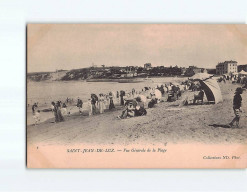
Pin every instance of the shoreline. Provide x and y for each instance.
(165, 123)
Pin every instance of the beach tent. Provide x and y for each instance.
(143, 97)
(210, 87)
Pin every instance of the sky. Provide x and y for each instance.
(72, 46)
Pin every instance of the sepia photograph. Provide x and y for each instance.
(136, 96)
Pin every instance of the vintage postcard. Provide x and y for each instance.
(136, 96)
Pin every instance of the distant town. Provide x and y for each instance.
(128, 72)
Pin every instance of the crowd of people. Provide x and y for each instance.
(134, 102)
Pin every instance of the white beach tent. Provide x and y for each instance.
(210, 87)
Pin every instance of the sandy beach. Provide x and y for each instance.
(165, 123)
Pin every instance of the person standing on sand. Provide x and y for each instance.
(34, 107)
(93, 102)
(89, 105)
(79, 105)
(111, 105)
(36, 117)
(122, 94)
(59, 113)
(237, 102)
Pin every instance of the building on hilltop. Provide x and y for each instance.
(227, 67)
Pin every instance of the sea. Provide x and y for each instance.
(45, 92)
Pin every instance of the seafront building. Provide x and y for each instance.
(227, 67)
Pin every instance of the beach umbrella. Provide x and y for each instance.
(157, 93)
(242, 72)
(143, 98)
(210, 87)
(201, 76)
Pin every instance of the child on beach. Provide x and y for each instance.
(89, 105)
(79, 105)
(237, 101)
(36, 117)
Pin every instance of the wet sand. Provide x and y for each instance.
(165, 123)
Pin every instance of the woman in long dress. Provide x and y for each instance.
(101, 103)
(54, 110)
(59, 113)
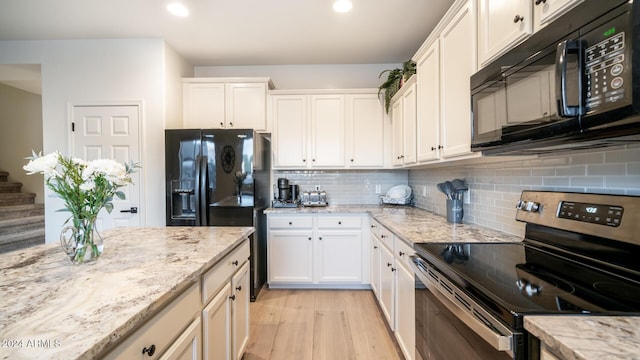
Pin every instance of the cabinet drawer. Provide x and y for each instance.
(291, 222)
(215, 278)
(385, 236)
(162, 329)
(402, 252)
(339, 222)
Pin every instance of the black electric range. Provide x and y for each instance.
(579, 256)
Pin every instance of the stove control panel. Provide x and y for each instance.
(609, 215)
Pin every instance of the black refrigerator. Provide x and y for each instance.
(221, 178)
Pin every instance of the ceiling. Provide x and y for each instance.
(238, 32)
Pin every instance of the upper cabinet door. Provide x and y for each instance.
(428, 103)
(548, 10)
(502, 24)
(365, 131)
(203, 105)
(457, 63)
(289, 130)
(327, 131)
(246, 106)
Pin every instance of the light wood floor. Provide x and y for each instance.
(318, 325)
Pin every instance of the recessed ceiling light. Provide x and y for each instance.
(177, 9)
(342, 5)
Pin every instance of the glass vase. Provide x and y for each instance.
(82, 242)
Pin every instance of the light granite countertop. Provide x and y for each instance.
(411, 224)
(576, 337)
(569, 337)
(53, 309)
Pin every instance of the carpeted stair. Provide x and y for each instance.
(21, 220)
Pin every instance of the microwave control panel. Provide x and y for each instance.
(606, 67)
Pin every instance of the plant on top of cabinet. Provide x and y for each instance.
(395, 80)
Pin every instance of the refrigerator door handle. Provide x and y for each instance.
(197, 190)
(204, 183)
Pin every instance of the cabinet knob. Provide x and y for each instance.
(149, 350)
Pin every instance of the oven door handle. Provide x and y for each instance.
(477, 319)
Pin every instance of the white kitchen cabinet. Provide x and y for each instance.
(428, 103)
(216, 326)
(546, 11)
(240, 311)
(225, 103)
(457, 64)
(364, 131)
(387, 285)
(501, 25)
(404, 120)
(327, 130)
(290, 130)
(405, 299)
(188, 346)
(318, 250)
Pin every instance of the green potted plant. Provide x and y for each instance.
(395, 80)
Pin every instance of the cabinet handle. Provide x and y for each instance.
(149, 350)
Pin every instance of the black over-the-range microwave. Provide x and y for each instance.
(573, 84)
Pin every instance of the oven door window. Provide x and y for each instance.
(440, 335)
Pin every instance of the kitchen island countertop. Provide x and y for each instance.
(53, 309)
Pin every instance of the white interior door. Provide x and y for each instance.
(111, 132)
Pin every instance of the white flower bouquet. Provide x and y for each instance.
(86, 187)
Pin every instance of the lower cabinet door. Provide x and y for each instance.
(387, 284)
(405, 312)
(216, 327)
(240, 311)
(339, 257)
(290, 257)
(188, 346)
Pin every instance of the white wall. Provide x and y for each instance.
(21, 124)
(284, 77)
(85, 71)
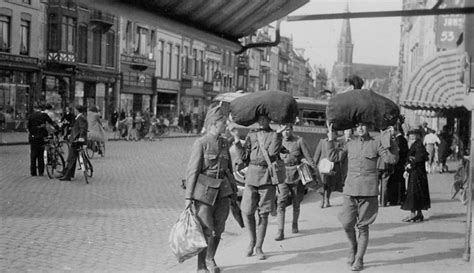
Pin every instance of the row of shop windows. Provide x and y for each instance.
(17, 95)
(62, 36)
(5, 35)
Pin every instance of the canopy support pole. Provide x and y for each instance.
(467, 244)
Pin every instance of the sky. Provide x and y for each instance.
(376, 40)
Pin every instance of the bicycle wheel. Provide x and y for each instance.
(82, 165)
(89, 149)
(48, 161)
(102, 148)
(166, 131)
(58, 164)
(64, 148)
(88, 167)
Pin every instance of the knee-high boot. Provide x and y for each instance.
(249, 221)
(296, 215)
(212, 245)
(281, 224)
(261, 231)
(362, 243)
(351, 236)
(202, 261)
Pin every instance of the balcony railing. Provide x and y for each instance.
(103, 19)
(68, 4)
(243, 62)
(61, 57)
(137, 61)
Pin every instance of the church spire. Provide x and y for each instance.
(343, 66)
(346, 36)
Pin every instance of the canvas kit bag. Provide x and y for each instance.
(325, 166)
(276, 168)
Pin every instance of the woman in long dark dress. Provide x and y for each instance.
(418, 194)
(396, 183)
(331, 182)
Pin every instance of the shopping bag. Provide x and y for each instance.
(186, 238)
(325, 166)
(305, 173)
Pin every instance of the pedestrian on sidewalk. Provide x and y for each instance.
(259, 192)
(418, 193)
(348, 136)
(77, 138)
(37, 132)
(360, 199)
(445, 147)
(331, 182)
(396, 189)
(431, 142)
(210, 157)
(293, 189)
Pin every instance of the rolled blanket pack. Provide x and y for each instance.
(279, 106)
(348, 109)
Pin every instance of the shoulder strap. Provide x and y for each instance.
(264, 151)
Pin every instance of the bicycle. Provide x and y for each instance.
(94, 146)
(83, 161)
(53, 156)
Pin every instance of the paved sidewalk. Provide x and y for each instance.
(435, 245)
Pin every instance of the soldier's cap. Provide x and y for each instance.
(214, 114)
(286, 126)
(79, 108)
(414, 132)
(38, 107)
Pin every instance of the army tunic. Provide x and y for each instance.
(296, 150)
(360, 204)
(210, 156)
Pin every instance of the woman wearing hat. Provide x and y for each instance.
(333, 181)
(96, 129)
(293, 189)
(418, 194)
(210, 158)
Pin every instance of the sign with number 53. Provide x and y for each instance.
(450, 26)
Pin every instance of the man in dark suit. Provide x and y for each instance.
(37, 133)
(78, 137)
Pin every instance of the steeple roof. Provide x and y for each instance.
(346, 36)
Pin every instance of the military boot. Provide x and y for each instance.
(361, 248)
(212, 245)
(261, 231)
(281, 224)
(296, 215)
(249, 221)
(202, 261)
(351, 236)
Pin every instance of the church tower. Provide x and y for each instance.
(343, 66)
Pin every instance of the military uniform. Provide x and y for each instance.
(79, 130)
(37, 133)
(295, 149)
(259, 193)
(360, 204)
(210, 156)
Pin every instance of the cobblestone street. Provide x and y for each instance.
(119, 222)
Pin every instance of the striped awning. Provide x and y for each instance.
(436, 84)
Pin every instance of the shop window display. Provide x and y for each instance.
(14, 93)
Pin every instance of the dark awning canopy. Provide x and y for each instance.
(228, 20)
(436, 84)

--

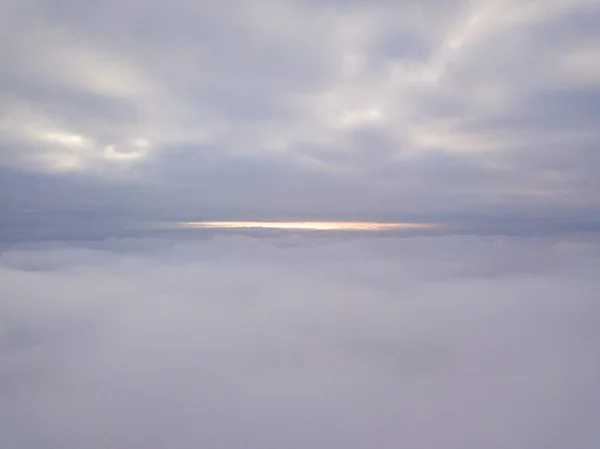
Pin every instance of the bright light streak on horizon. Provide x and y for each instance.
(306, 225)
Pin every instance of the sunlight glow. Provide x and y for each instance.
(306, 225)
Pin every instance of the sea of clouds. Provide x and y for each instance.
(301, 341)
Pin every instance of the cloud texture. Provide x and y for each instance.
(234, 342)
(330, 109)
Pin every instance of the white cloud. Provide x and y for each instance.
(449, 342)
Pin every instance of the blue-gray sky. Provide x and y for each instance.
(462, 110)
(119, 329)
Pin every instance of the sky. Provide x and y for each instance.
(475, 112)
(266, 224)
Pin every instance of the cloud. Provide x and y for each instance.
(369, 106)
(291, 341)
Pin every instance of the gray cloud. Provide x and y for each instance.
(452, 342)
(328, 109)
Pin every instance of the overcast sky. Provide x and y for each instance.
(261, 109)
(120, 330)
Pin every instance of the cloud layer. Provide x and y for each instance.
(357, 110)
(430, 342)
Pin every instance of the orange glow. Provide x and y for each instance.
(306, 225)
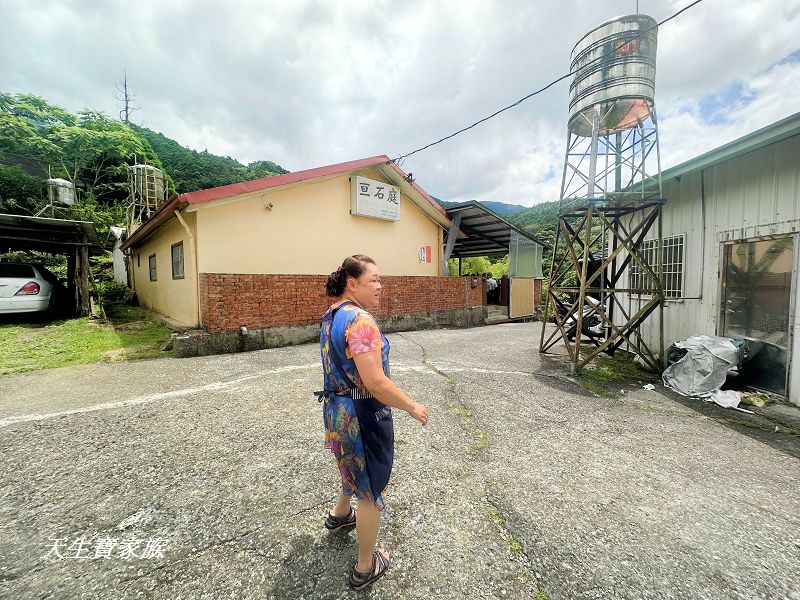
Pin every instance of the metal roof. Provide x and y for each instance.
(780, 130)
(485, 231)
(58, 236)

---

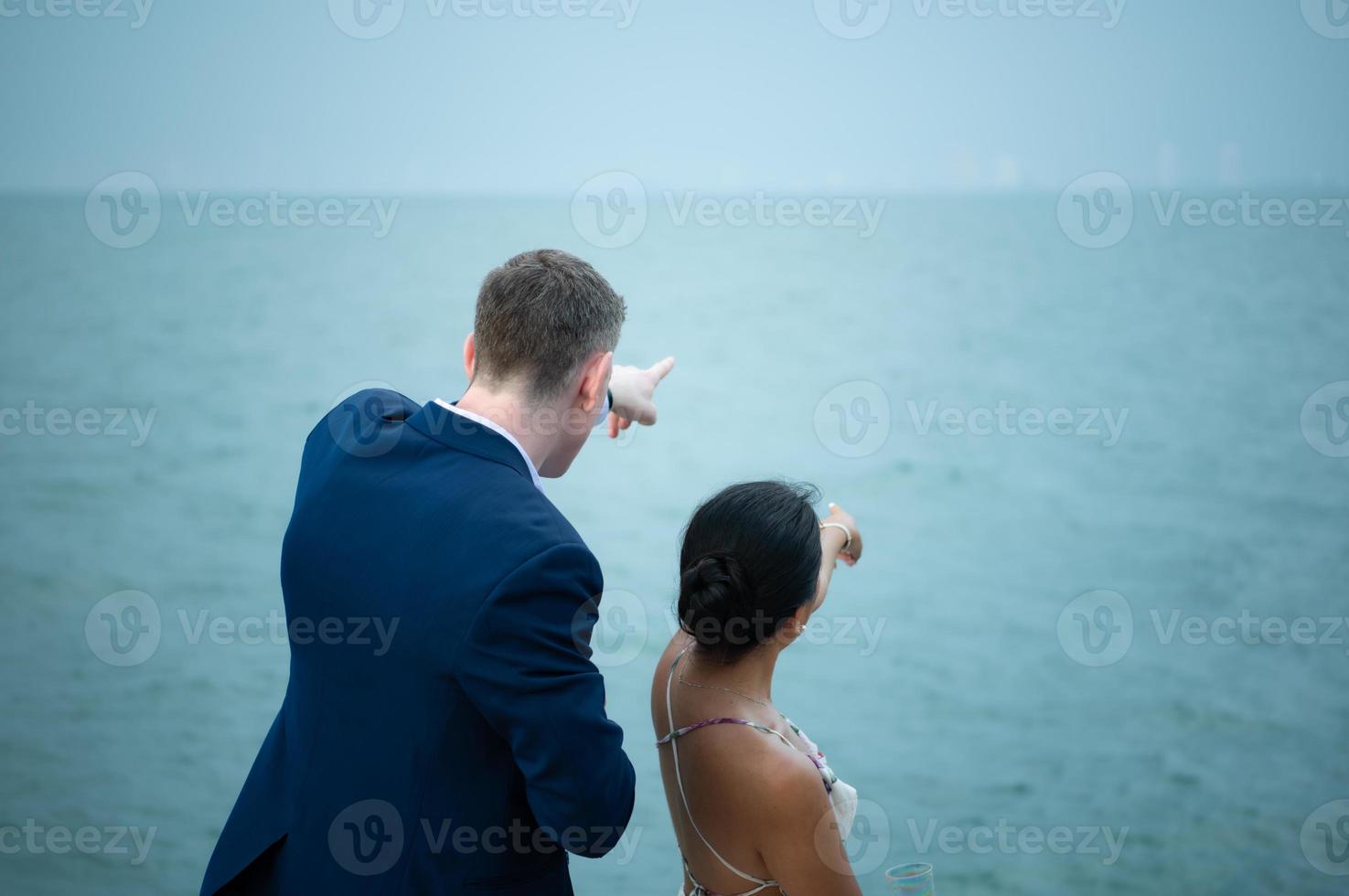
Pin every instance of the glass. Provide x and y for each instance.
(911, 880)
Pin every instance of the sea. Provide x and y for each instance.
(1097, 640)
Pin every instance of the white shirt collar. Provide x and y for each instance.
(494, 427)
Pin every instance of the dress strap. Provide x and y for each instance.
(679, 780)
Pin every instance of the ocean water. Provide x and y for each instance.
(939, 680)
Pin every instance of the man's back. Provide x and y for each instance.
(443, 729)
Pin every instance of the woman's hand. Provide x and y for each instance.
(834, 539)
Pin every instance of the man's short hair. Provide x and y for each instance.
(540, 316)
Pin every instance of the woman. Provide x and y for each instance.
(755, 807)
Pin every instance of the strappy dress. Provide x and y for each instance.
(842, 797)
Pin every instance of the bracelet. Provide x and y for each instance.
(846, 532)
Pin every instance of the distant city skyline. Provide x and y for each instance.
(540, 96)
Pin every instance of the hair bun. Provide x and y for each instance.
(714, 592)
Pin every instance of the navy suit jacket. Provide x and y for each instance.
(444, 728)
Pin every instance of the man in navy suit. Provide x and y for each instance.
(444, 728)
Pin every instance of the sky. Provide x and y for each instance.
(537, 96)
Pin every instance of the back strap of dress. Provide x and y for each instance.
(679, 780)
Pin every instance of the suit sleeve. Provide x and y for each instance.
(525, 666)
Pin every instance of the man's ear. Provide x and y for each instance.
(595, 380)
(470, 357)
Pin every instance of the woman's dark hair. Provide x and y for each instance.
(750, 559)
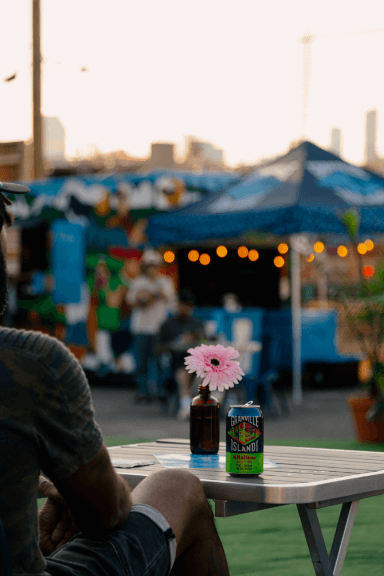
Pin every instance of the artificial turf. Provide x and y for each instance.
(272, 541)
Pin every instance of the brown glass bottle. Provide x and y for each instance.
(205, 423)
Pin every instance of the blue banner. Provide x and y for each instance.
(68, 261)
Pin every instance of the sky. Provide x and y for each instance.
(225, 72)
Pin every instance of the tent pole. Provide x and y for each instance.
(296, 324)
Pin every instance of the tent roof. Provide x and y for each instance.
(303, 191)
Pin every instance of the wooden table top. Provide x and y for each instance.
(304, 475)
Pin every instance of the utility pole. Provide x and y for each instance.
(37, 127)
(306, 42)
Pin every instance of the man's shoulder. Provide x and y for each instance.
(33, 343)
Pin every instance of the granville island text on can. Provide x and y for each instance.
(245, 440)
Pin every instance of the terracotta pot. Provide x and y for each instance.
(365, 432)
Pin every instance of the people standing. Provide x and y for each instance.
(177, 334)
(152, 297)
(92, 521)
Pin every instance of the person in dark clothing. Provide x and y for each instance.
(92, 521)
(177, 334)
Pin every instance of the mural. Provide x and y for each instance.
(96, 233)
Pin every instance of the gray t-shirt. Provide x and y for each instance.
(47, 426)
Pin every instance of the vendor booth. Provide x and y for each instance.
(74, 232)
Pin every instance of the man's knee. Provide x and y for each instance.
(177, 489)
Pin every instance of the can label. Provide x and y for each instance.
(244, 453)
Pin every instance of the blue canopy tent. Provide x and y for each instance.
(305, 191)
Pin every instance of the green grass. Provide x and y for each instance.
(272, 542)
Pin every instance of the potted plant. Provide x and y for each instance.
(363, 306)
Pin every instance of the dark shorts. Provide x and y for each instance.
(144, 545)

**Consigne:** Comptez les lignes ci-dessus où figure le mot "glass", en respectant les majuscules et les minuscules. Donnez seulement leur nombre.

**Réponse complète:** 3